Retype the full set of records. Keep every character identical.

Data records
______________________________

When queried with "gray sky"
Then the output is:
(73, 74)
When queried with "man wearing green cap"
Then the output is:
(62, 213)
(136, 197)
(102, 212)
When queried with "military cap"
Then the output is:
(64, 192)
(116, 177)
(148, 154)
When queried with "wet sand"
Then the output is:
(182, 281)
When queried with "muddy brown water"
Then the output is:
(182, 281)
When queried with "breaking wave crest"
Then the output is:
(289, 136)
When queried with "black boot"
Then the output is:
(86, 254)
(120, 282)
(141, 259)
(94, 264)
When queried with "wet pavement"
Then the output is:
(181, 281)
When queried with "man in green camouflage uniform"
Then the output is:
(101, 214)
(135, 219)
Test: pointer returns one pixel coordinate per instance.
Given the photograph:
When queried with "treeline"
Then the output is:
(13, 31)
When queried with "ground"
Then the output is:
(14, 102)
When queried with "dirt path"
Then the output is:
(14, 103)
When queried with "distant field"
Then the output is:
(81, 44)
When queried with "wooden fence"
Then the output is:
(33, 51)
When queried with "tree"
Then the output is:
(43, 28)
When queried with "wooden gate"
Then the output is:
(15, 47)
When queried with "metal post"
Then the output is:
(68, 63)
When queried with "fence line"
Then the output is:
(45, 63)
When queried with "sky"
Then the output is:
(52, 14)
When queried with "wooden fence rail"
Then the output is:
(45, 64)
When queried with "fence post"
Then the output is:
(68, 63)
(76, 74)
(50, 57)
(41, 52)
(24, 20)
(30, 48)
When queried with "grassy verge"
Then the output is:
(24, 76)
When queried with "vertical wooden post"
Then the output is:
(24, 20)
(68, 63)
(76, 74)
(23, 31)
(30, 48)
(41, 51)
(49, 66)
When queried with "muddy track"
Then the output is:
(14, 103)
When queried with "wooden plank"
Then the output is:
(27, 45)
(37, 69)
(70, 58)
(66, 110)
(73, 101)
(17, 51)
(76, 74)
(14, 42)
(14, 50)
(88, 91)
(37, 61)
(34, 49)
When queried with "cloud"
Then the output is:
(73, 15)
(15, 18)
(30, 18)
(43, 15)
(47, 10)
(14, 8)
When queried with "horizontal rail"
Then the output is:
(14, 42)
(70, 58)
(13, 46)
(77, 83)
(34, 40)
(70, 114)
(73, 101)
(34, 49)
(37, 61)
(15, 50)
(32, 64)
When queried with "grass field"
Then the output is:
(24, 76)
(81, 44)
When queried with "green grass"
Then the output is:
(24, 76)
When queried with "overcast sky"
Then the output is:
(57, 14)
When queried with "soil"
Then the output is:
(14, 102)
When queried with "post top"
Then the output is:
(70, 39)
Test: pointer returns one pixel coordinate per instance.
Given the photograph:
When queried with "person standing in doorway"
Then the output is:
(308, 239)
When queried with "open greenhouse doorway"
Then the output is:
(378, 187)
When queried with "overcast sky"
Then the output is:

______________________________

● **Reply**:
When queried with "gray sky"
Then the output is:
(73, 74)
When queried with "man wearing green cap"
Then the output is:
(62, 213)
(136, 197)
(102, 212)
When queried with "military cap"
Then the output is:
(64, 192)
(116, 177)
(148, 154)
When queried with "wet sand"
Then the output is:
(182, 281)
When queried with "muddy brown water"
Then the output is:
(182, 281)
When queried with "breaking wave crest"
Then the output is:
(289, 136)
When queried with "black boot"
Then the output is:
(86, 254)
(120, 282)
(141, 259)
(94, 264)
When queried with "wet pavement"
Then the output is:
(181, 281)
When queried with "man in green camouflage uniform"
Then the output is:
(101, 214)
(135, 219)
Test: pointer returns one pixel coordinate per instance.
Given the photograph:
When queried with "treeline"
Then the output is:
(13, 31)
When queried with "ground"
Then the output is:
(14, 102)
When queried with "dirt path"
Then the output is:
(14, 103)
When queried with "distant field"
Then the output is:
(81, 44)
When queried with "wooden fence"
Then the output is:
(33, 51)
When queried with "tree"
Then the output is:
(43, 28)
When queried with "wooden gate"
Then the output is:
(15, 47)
When queried with "metal post"
Then the output is:
(68, 63)
When queried with "fence line"
Then the output is:
(45, 63)
When queried with "sky"
Then the output is:
(52, 14)
When queried with "wooden fence rail"
Then the output is:
(45, 64)
When queried with "fence post"
Then the output is:
(68, 63)
(76, 74)
(50, 57)
(41, 52)
(24, 20)
(30, 48)
When queried with "grassy verge"
Then the output is:
(24, 76)
When queried with "vertical wooden post"
Then the output is:
(24, 20)
(68, 63)
(76, 74)
(23, 31)
(30, 48)
(41, 51)
(49, 66)
When queried with "muddy track"
Then the output is:
(14, 103)
When queried with "wooden plank"
Then the output is:
(27, 45)
(37, 69)
(70, 58)
(66, 110)
(73, 101)
(17, 51)
(76, 74)
(14, 42)
(14, 50)
(88, 91)
(37, 61)
(34, 49)
When queried with "cloud"
Then the output is:
(73, 15)
(15, 18)
(30, 18)
(43, 15)
(47, 10)
(14, 8)
When queried with "horizontal rail"
Then the output is:
(14, 42)
(70, 58)
(13, 46)
(77, 83)
(34, 40)
(70, 114)
(73, 101)
(34, 49)
(37, 61)
(15, 50)
(32, 64)
When queried with "grass field"
Then the output is:
(24, 76)
(81, 44)
When queried with "green grass"
Then the output is:
(24, 76)
When queried with "overcast sky"
Then the output is:
(57, 14)
When queried with "soil"
Then the output is:
(14, 102)
When queried with "post top"
Then the output is:
(70, 39)
Test: pointer returns one pixel coordinate per instance.
Given the photograph:
When queried with "person standing in doorway"
Then the output is:
(308, 239)
When queried with "open greenhouse doorway"
Then the output is:
(378, 187)
When queried with "overcast sky"
Then the output is:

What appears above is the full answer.